Studio album by The Ready Set
- Released: April 8, 2016
- Recorded: 2015–2016
- Genre: Electropop
- Label: Hopeless; ADA;
- Producer: Jordan Witzigreuter

The Ready Set chronology
| The Bad & the Better (2014) | I Will Be Nothing Without Your Love (2016) | V1 (2018) |

Singles from I Will Be Nothing Without Your Love
- "Good Enough" Released: February 5, 2016; "Disappearing Act" Released: March 11, 2016;

= I Will Be Nothing Without Your Love =

I Will Be Nothing Without Your Love is the fifth studio album by American electropop singer-songwriter The Ready Set. It was released on April 8, 2016, by Hopeless Records.

==Background==
In 2015, Witzigreuter took a one-year hiatus from releasing music under the Ready Set to focus on his new side project, Nekokat. He cited "burn out" as the reason for taking a break from the Ready Set and that working on Nekokat helped motivate him to write songs again. In November 2015, the Ready Set signed with Hopeless Records. He began working on the album prior to being signed to the label. He spoke about signing with the label in an interview with Alternative Press.

= = = = = = =

• SHORT EXERCISE:
Write the next part of the album article about I Will Be Nothing Without Your Love, starting right after its last sentence.

• Object detection data:
= = = = = = =

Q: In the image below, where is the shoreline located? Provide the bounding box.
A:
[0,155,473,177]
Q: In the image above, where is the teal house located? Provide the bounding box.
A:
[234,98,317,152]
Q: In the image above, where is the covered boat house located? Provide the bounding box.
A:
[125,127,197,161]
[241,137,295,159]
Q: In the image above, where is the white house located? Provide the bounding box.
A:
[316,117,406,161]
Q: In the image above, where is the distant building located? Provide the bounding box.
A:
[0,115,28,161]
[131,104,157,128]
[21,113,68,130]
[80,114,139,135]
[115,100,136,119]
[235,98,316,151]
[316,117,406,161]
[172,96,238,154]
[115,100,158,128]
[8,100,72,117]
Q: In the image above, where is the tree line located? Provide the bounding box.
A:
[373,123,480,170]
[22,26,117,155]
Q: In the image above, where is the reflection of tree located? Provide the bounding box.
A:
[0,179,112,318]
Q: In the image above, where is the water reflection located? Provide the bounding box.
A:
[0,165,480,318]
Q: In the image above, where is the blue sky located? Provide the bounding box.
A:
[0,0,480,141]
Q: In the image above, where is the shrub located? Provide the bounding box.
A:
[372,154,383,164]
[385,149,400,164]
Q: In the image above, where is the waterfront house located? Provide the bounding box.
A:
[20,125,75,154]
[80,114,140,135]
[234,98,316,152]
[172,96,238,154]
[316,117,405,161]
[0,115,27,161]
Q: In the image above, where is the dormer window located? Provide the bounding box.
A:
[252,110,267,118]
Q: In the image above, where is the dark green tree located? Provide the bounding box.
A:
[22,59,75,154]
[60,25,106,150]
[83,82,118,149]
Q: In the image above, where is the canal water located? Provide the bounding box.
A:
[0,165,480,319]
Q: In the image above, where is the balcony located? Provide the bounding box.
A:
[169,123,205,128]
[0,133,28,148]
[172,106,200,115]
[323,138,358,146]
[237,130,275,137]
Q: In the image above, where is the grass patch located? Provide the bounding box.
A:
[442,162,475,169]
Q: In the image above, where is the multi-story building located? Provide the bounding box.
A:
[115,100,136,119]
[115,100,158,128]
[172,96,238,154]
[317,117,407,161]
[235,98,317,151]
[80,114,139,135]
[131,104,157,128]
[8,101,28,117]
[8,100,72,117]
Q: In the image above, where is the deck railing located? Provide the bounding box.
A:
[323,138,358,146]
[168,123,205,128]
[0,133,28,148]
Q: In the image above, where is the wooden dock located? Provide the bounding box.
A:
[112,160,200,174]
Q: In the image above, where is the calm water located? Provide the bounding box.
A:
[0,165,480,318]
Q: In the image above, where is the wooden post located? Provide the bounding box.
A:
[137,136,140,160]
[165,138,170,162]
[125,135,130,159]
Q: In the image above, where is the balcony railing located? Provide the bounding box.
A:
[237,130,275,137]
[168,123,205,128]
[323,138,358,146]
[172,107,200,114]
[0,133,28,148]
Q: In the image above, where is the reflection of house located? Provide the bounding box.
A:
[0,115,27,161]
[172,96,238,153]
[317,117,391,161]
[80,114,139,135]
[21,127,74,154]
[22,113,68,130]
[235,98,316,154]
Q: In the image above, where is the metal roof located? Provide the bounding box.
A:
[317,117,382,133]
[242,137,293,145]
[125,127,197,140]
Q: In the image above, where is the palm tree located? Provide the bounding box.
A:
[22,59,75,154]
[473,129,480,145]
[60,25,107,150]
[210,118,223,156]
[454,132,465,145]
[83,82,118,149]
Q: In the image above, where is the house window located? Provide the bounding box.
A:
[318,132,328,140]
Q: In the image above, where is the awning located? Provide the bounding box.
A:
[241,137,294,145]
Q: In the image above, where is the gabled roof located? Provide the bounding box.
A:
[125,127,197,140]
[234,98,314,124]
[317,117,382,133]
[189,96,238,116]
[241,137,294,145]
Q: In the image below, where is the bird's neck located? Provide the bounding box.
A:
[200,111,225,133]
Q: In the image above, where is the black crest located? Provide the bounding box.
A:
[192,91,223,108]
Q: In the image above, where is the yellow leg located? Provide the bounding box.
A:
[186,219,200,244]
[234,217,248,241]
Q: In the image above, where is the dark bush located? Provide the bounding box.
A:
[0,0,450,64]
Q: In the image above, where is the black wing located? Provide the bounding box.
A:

= = = = = = =

• RESPONSE BELOW:
"I think that being at Hopeless now is going to enable me to do things that I've wanted to do for a long time. In the past, it's been very single-oriented and all about radio campaigns. I feel like this time, it's going to be a little less of that and [more of] me being able to be more creative and put out things that I want to put out."

Witzigreuter stated that he was able to be a little more honest with the album and that it feels more like him. The album was influenced by happy tropical sound and features sadder lyrical themes according to Witzigreuter. By the end of 2015, Witzigreuter already finished producing and engineering the album in his home studio.

==Singles==
Two singles were released from the album. "Good Enough" was released as the first single on February 5, 2016, along with its music video directed by Erik Rojas. A remix by Michael Brun was released on May 20, 2016, which led the song to have a bigger impact, reaching more than ten million streams on Spotify and peaked at number 40 on the US Dance/Mix Show Airplay chart. "Disappearing Act" was released as the second single on March 11, 2016, along the premiere of its music video, directed by Megan Thompson. "Swim" was released as a promotional single on March 31, 2016, before the album's arrival.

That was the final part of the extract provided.